• _Exercise description_: From the forum comment on alignment reasoning, repeat word for word the stretch that starts at "And I'm not" and stops after "explanation or link.".

And I'm not aware of good theoretical bounds here either; the cutting-edge PAC-Bayes results are, like, bounding MNIST test error to 2.7% on an empirical setup which got 2%. That's a big and cool theoretical achievement, but -- if my understanding of theory SOTA is correct -- we definitely don't have the theoretical precision to be confidently reasoning about loss minimization like this on that basis.
I feel like this unsupported assumption entered the groundwater somehow and now looms behind lots of alignment reasoning. I don't know where it comes from. On the off-chance it's actually well-founded, I'd deeply appreciate an explanation or link.
FWIW I think this claim runs afoul of what I was trying to communicate in reward is not the optimization target. (I mention this since it's relevant to a discussion we had last year, about how many people already understood what I was trying to convey.)
I also see no reason to expect this to be a good "conservative worst-case", and this is why I'm so leery of worst-case analysis a la ELK. I see little reason that reasoning this way will be helpful in reality.
I think it's inappropriate to call evolution a "hill-climbing process" in this context, since those words seem optimized to sneak in parallels to SGD. Separately, I think that evolution is a bad analogy for AGI training.
I mostly... can just barely see an ear above the train if I look, after being told to look there. I don't think it's "clear." I also note that these are black-box attacks on humans which originated from ANNs; these are transferred attacks from eg a CNN.

• _Records shown_:

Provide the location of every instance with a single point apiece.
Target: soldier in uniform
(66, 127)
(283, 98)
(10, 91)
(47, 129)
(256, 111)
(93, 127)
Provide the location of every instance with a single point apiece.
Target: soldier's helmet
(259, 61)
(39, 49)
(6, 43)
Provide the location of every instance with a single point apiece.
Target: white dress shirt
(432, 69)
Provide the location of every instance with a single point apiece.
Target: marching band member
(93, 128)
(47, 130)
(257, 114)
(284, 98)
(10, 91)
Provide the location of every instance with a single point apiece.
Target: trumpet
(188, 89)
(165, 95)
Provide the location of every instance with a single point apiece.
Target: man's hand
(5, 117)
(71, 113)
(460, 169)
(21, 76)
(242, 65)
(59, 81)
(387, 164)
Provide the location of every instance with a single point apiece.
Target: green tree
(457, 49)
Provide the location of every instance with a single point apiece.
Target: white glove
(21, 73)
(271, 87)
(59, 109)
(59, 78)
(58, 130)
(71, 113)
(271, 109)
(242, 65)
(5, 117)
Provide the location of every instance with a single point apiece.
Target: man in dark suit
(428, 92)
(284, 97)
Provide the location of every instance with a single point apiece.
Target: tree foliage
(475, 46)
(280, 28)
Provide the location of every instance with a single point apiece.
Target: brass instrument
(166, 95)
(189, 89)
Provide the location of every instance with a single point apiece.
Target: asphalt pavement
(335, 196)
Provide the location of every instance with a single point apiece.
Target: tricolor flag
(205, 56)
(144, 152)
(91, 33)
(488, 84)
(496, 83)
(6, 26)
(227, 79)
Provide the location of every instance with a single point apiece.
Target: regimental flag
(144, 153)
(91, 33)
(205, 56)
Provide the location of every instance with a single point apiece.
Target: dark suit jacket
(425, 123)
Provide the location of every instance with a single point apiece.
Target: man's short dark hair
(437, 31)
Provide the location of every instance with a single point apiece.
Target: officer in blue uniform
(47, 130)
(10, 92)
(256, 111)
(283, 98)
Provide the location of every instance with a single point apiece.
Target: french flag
---
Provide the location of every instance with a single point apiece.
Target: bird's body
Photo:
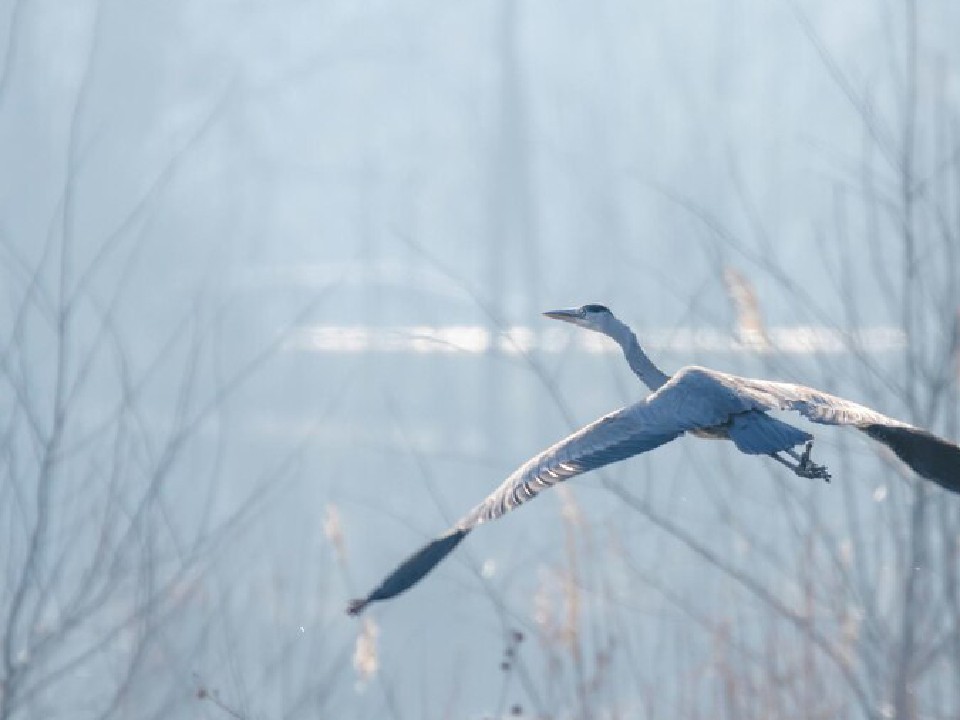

• _Problem solution_:
And I'm not aware of good theoretical bounds here either; the cutting-edge PAC-Bayes results are, like, bounding MNIST test error to 2.7% on an empirical setup which got 2%. That's a big and cool theoretical achievement, but -- if my understanding of theory SOTA is correct -- we definitely don't have the theoretical precision to be confidently reasoning about loss minimization like this on that basis.
I feel like this unsupported assumption entered the groundwater somehow and now looms behind lots of alignment reasoning. I don't know where it comes from. On the off-chance it's actually well-founded, I'd deeply appreciate an explanation or link.